**AUFGABE:**
Beantworte die folgenden Fragen mithilfe des Textes über Klagelieder, Kapitel 2.
(a) Bei wem war laut Text der Fluch bei Ungehorsam schon angekündigt?
(b) Mit welchen Städten vergleicht der Text den Zustand Jerusalems?
(c) Wo musste der Statthalter von Juda, den Nebukadnezar später einsetzte, seinen Amtssitz nehmen?

**VORLIEGENDER TEXT:**
********************

Klagelieder, Kapitel 2

Das zweite Lied der Klagelieder beklagt einen Vorgang, der weltweit unvorstellbar ist und war: Dass sich nämlich ein Gott gegen sein eigenes Volk wendet und es besiegt und vernichtet. So etwas wäre von den babylonischen oder ägyptischen Göttern völlig undenkbar gewesen. Die hätten sich zwar vielleicht gelegentlich in Schweigen gehüllt und einfach gar nichts gemacht, aber dass sie gegen ihre eigenen Leute vorgehen, das war nicht vorstellbar.

So erfährt man aus diesem Lied, dass Gott tatsächlich eine Beziehung zu seinen Leuten will und pflegt, und diese Beziehung kann, wie jede andere auch, in Feindschaft umschlagen. Wobei nicht Gott derjenige ist, der mit der Feindschaft anfängt, sondern Gott reagiert auf das Verhalten seines Gegenübers. Und man bekommt dann nicht irgendwelche theologischen Probleme, sondern man bekommt es mit Gott zu tun. Und mit dem persönlich handelnden Gott hatte man eigentlich nicht gerechnet.

Man erfährt hier auch, dass der Wille Gottes keineswegs immer das ist, was man sich vorstellt, dass er es sei. Es kann eben durchaus sein, dass Gott die Richtung wechselt, und wenn man das nicht mitbekommt und glaubt, es ginge alles noch den gleichen Weg wie früher, dann bekommt man große Probleme.

Wobei diese zweite Möglichkeit des göttlichen Willens, nämlich der Fluch bei Ungehorsam, durchaus schon bei Mose angekündigt war und viele Male von zeitgenössischen Propheten wiederholt worden war. Aber weil man eben nicht an einen persönlichen Gott denkt, der seine Meinung ändern kann, sondern nur in theologischen Glaubenssätzen denkt, die man sich für alle Zeit festbetoniert vorstellt, darum wird man völlig davon überrascht, dass Gott all das, was er jahrhundertelang für wichtig und erstrebenswert verkündet hat, jetzt für überflüssig erklärt und es zerstört.

Alternative Version über Klagelieder, Kapitel 2

In Kapitel 2 der Klagelieder wird ausführlich beschrieben, wie gründlich und methodisch Gott Jerusalem und seine Umgebung zerstört hat.

Um es kurz zu machen: Jerusalem war in einem ähnlichen Zustand wie deutsche Großstädte nach dem zweiten Weltkrieg. Es war komplett zerstört und vollständig niedergebrannt, und es konnte niemand mehr dort wohnen – der Stadthalter von Juda, den Nebukadnezar später einsetzte, musste in Mizpa seinen Amtssitz nehmen, weil man in Jerusalem nicht mehr wohnen konnte.

Und die Klagelieder beschreiben den Zusammenbruch Jerusalems als den größten Crash in der damals bekannten Geschichte – ein Zusammenbruch so groß wie das Meer, das die Menschen damals für unendlich hielten und für das größte, was es auf der Erde gibt. Aus einer schönsten und berühmtesten Städte der damaligen Zeit war der größte Trümmerhaufen weit und breit geworden.

Und die Klagelieder beklagen den unglaublich großen Zorn Gottes, der selbst vor seiner eigenen Wohnung, dem Tempel, nicht halt machte, und der keine Rücksicht auf Frauen und Kinder nahm und der mit einer so unglaublichen Gewalt über Land und Leute kam – niemand hatte jemals damit gerechnet, dass Gott so zornig werden würde.

Aber wenn Gottes Zorn so groß ist: Wie groß ist dann eigentlich seine Liebe?

********************

**ERFASSTE DATEN:**
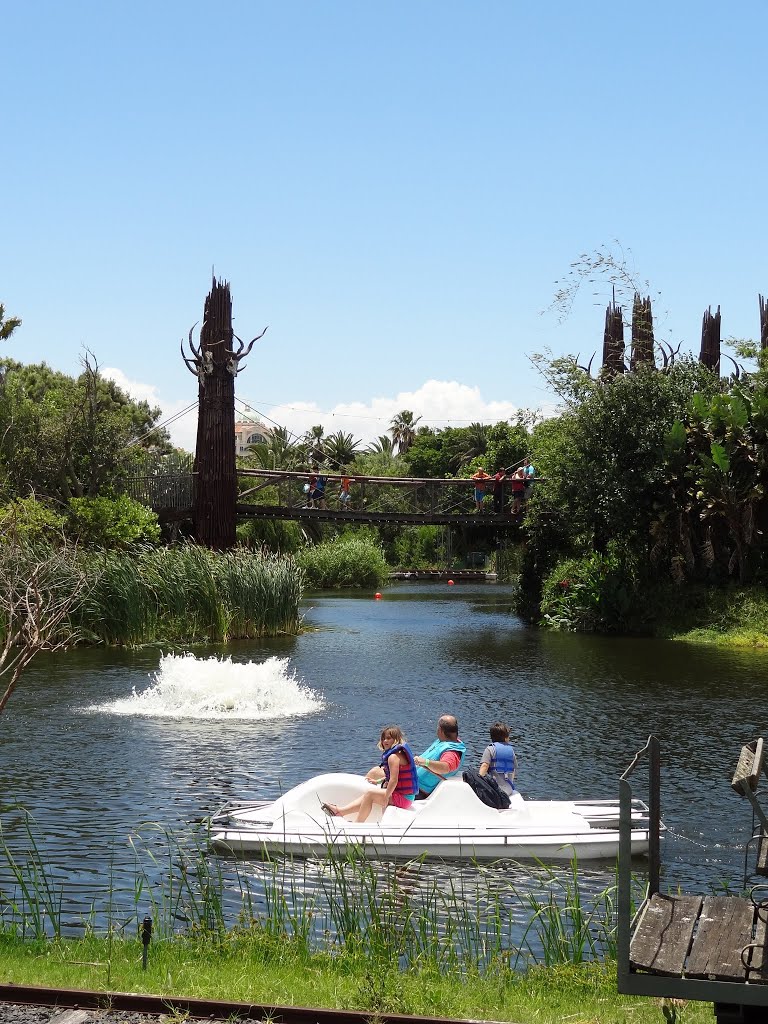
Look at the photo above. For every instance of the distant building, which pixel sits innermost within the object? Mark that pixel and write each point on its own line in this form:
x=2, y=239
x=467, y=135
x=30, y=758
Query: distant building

********************

**DEINE LÖSUNG:**
(a) Bei Mose.
(b) Mit deutschen Großstädten nach dem Zweiten Weltkrieg.
(c) In Mizpa.